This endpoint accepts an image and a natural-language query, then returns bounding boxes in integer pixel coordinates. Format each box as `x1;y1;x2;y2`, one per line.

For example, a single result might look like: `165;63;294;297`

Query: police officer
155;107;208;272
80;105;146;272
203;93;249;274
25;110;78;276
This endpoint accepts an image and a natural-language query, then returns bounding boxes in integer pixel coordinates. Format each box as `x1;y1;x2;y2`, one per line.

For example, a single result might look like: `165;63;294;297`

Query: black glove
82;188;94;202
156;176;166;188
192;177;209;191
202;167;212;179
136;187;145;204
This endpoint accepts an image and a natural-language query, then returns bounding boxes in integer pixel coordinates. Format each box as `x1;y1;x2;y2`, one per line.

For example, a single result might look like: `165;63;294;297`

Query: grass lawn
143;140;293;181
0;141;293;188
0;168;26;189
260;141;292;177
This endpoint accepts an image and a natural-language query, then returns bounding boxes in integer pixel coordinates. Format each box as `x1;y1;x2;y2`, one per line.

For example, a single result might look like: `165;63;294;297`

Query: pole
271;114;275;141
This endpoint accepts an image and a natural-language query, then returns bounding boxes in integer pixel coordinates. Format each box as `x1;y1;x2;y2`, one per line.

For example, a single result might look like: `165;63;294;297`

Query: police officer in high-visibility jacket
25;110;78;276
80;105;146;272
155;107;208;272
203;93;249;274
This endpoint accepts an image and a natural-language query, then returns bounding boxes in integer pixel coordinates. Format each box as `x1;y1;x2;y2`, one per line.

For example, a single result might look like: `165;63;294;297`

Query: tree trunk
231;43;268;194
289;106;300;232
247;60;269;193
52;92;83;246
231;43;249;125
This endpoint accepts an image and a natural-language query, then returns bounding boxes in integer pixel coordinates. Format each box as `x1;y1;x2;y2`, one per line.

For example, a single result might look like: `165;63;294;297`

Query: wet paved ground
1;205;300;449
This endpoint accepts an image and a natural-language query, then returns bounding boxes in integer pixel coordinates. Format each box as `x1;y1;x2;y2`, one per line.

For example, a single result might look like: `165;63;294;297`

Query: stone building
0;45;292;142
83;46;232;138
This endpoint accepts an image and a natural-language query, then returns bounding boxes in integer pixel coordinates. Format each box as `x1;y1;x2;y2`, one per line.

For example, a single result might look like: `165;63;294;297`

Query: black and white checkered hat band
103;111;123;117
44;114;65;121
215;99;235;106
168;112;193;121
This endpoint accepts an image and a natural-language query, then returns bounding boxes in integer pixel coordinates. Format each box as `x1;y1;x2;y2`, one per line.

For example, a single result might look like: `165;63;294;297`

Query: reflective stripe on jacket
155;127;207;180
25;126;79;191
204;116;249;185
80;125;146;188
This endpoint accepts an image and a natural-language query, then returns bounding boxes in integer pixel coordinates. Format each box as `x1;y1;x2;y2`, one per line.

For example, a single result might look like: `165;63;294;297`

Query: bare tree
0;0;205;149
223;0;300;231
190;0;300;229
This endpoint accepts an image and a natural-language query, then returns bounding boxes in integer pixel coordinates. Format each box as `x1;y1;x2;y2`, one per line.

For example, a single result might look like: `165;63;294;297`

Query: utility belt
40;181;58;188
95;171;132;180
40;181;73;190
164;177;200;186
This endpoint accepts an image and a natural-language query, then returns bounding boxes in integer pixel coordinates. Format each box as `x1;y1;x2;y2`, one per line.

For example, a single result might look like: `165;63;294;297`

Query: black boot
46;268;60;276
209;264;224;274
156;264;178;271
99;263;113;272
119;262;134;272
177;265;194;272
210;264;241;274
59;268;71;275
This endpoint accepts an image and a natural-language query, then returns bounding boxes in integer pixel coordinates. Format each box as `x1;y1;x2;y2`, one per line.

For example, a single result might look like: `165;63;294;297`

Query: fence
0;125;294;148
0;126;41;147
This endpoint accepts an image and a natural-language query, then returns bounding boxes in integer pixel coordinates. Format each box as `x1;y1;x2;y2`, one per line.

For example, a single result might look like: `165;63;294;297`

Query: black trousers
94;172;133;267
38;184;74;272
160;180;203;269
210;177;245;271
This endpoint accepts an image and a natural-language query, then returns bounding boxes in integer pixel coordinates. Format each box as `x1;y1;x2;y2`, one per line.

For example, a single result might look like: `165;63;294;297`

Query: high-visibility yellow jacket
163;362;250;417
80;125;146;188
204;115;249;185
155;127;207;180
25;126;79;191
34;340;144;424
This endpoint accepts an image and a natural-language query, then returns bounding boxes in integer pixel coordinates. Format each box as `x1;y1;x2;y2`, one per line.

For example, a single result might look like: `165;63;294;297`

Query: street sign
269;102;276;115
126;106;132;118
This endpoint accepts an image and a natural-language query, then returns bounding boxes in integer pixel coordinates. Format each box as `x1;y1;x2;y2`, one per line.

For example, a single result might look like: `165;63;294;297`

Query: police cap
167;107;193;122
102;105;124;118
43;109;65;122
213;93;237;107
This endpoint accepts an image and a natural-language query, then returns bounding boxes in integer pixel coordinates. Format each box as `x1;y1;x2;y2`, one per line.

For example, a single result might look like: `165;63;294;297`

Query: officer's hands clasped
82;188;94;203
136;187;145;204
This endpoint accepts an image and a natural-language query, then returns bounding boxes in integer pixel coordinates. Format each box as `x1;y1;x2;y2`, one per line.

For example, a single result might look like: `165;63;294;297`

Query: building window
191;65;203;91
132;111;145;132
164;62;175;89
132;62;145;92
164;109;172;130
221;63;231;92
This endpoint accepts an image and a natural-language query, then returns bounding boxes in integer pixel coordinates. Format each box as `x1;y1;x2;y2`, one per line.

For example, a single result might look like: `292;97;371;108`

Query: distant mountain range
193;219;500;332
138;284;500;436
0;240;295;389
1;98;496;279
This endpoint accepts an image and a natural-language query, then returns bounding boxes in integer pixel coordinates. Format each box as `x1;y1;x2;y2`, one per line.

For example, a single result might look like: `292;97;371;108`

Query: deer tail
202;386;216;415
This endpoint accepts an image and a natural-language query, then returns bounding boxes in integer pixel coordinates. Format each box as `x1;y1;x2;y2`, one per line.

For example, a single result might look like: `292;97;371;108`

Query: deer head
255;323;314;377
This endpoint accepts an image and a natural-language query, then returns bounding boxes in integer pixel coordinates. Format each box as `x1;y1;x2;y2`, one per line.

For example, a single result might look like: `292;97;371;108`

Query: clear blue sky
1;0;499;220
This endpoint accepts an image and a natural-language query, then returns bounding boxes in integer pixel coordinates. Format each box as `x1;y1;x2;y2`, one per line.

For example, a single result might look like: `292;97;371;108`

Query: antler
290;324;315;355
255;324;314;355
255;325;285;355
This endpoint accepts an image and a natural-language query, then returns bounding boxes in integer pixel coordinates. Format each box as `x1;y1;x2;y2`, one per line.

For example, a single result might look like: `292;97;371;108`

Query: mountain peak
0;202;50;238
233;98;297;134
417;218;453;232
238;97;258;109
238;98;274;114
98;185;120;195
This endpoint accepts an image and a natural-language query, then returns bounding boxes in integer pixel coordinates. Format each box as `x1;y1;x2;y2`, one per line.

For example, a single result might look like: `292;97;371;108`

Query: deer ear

_WORK TO COMPLETE_
Exactly as they appear above, print all the entries.

_RESULT OF THIS EXERCISE_
This endpoint accepts an image and a natural-language query, then returns bounding boxes in integer pixel coordinates. Format each box as `x1;y1;x2;y2`, one per line.

For example, a single result might look like: `165;63;294;297`

Query: police officer
155;107;208;272
80;105;146;272
203;93;249;274
25;110;78;276
This endpoint accepts an image and a natural-language query, then returns bounding boxes in integer pixel coordinates. Format each box as `x1;y1;x2;y2`, one per line.

For example, a single result might look like: `165;63;294;297`

Query: black glove
82;188;94;202
156;176;166;188
192;177;209;191
202;167;212;179
136;187;145;204
This endpoint accepts an image and a natural-language query, then returns bounding boxes in integer pixel coordinates. Format each box as `x1;y1;x2;y2`, one per line.

For example, a single result might look like: `165;63;294;297`

Query: grass lawn
143;140;293;181
0;141;293;188
0;168;26;189
260;141;292;177
This endpoint accepts an image and a natural-language query, then returns bounding boxes in integer pixel coordinates. Format each box as `x1;y1;x2;y2`, one per line.

For example, a single result might look like: `165;63;294;297`

Query: pole
271;114;275;141
This endpoint accepts an image and a natural-language query, then returns bounding boxes in integer pixel coordinates. Format each box as `x1;y1;x2;y2`, one per line.

For example, a single result might look like: `165;63;294;297`

Query: police officer in high-visibility jacket
25;110;78;276
80;105;146;272
155;107;208;272
203;93;249;274
This endpoint accepts an image and a natural-language query, then returns bounding boxes in integer pixel coordinates. Format each box as `x1;y1;x2;y2`, one per line.

For example, a single result might look like: `165;63;294;297`

Query: tree trunk
231;43;268;194
289;106;300;232
247;60;269;193
52;92;83;246
231;43;249;125
This endpoint accepts an image and a natural-language query, then returns bounding boxes in integer pixel coordinates. Format each box as `x1;y1;x2;y2`, one per line.

For example, a single result might look like: `165;63;294;297`

Query: wet paved ground
1;205;300;449
This endpoint accepts an image and a natural-language query, then returns bounding boxes in integer pixel coordinates. Format each box as `x1;y1;x2;y2`, one per line.

For example, a single result might look like: `165;63;294;297`

Query: stone building
0;45;292;142
83;46;232;138
This endpoint accepts an image and a natural-language query, then returns bounding boxes in integer pixel coordinates. Format each box as `x1;y1;x2;y2`, one per line.

For example, a single result might look like: `165;63;294;297`

Query: black and white checkered hat band
103;111;123;117
44;114;65;121
215;99;235;106
168;112;193;121
This endpoint accepts an image and a natural-language query, then returns bounding boxes in integer pixel coordinates. Format each box as `x1;y1;x2;y2`, one per line.

For example, a single result might look like: `165;63;294;297`

Query: reflective stripe on jacket
155;127;207;180
25;126;79;191
204;116;249;185
80;125;146;188
This endpoint accepts an image and a natural-language query, then returns bounding boxes in integer pixel coordinates. Format each box as `x1;y1;x2;y2`, one per line.

For example, a single result might look like: `165;63;294;297`

Query: bare tree
0;0;205;149
223;0;300;231
190;0;300;229
This endpoint accepts an image and a natural-language query, then returns bounding boxes in integer pixel coordinates. Format each box as `x1;y1;x2;y2`, one per line.

For example, a single result might look like: `165;63;294;297`

Query: utility belt
40;181;58;188
95;171;132;180
40;181;73;190
164;177;200;186
This endpoint accepts an image and a natural-language query, then returns bounding boxes in integer pixel coordinates. Format each box as `x1;y1;x2;y2`, one per line.

For example, a single result might look like: `165;63;294;297`

Query: black boot
46;268;60;276
209;264;224;274
156;264;178;271
99;263;113;272
119;262;134;272
177;265;194;272
210;264;241;274
59;268;71;275
This endpoint accepts an image and a natural-language query, then returns bounding boxes in integer pixel coordinates. Format each box as `x1;y1;x2;y2`, one per line.

For example, a single result might look like: `165;63;294;297`

Query: fence
0;125;294;148
0;126;41;147
This endpoint accepts an image and a natural-language query, then returns bounding boxes in integer pixel coordinates. Format each box as `x1;y1;x2;y2`, one per line.

For example, a single result might look like: `165;63;294;297`

Query: black trousers
94;172;133;267
38;184;74;272
160;180;203;269
210;177;245;271
This endpoint accepts an image and a natural-language query, then returns bounding boxes in integer pixel coordinates. Format each box as `x1;y1;x2;y2`, one per line.

For example, a single result might look like: `165;63;294;297`

Query: high-visibility yellow jacket
163;362;250;417
80;125;146;188
204;115;249;185
155;127;207;180
25;126;79;191
34;340;144;424
This endpoint accepts an image and a natural-language query, then returns bounding boxes in integer pixel coordinates. Format each box as `x1;y1;x2;y2`, one per line.

For example, a single result might look like: `165;63;294;297`

Query: street sign
269;102;276;115
126;106;132;118
This endpoint accepts an image and a natural-language query, then returns bounding boxes in integer pixel coordinates. Format each box as `x1;y1;x2;y2`, one per line.

For example, a single result might look like: `165;63;294;297`

Query: police cap
167;107;193;122
102;105;124;118
43;109;65;122
213;93;237;107
This endpoint accepts an image and a natural-language query, then returns bounding boxes in integer pixel coordinates. Format each box as `x1;y1;x2;y2`, one per line.

For example, a single result might look like: `165;63;294;297`

Query: officer's hands clasped
82;188;94;203
136;187;145;204
This endpoint accepts an image and a natural-language query, then returns bounding boxes in integer pixel coordinates. Format each box as `x1;y1;x2;y2`, one per line.

For example, a single result might look like: `165;63;294;297`

Query: building window
191;65;203;91
132;111;145;132
164;62;175;89
132;62;145;92
164;109;172;130
221;63;231;92
This endpoint accepts an image and a natural-language query, then returns bounding boxes in integer pixel coordinates. Format each box as `x1;y1;x2;y2`, one per line.

For example, a single result might look like: `292;97;371;108`

Query: distant mountain range
193;219;500;332
138;284;500;436
0;240;295;389
1;98;496;279
This endpoint accepts an image and a natural-language query, then returns bounding boxes in integer pixel coordinates. Format each box as `x1;y1;x2;y2`, one per line.

For example, a single result might look like: `292;97;371;108`

Query: deer tail
202;386;216;415
This endpoint accepts an image and a natural-language query, then returns bounding boxes in integer pixel coordinates. Format each box as `x1;y1;x2;y2`, one per line.

For example, a single result might look like: `292;97;371;108`

Query: deer head
255;323;314;377
This endpoint accepts an image and a natural-language query, then returns bounding boxes in integer pixel coordinates. Format each box as `x1;y1;x2;y2`, one per line.

For example, a single result might look like: `292;97;371;108`

Query: clear blue sky
1;0;499;220
This endpoint accepts an image and a natural-language query, then returns bounding boxes in integer pixel coordinates. Format each box as `x1;y1;x2;y2`, one per line.

For example, a single result might look like: `292;97;371;108`

Query: antler
290;324;315;355
255;324;314;355
255;325;285;355
This endpoint accepts an image and a natural-language query, then returns bounding boxes in integer pixel coordinates. Format each box as `x1;y1;x2;y2`, one per line.

For example, a single result might look like: `292;97;371;108`

Query: mountain peak
0;202;50;238
233;98;297;134
417;218;453;232
238;97;258;109
238;98;274;114
98;185;120;195
This endpoint accepts an image and a natural-language query, then returns bounding boxes in integer pixel coordinates. Format each box as `x1;y1;x2;y2`, one per line.

For example, a single result might look like: `292;97;371;108`

Query: deer ear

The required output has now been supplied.